:: What you are asked to do ::
Line by line, reproduce the records exactly.

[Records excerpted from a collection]
%%

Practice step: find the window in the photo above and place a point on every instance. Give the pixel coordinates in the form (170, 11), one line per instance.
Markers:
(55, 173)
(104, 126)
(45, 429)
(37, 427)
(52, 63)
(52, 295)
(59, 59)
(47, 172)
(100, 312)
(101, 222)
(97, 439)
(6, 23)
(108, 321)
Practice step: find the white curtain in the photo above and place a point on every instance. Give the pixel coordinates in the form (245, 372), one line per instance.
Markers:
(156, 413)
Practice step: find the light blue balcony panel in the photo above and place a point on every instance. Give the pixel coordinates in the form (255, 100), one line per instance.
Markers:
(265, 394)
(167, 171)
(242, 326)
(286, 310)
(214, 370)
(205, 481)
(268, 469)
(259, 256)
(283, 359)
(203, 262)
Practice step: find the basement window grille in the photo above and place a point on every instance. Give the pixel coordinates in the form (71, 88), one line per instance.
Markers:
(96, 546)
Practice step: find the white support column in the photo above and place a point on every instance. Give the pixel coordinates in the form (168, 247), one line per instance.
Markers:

%%

:: The answer ::
Practice step: find the window in the photo above and place a point on every instance. Give the pixel coordinates in the form (170, 11), one line per instance.
Markers:
(55, 173)
(104, 126)
(45, 429)
(37, 427)
(52, 63)
(52, 295)
(59, 59)
(47, 172)
(100, 312)
(101, 222)
(97, 439)
(6, 23)
(108, 321)
Practice step: find the white curtain in the photo above and place a point on every instance. Give the pixel coordinates in the form (245, 372), one line per instance.
Markers:
(156, 413)
Practice step: find the light blue balcony panel in the photo above and place a point on every instance. Give the pixel coordinates in the form (255, 100), one line per instance.
Markers:
(265, 394)
(167, 171)
(242, 326)
(286, 310)
(214, 370)
(205, 481)
(268, 469)
(259, 256)
(283, 359)
(203, 262)
Practice step: find the basement window grille in the photo above and place a point on every instance. Give the pixel coordinates in the form (71, 88), one line per instance.
Markers:
(96, 546)
Practice step: find the white support column in the photo above and place a point on every instance. Give the pixel coordinates in the form (168, 247), one line per instance.
Markers:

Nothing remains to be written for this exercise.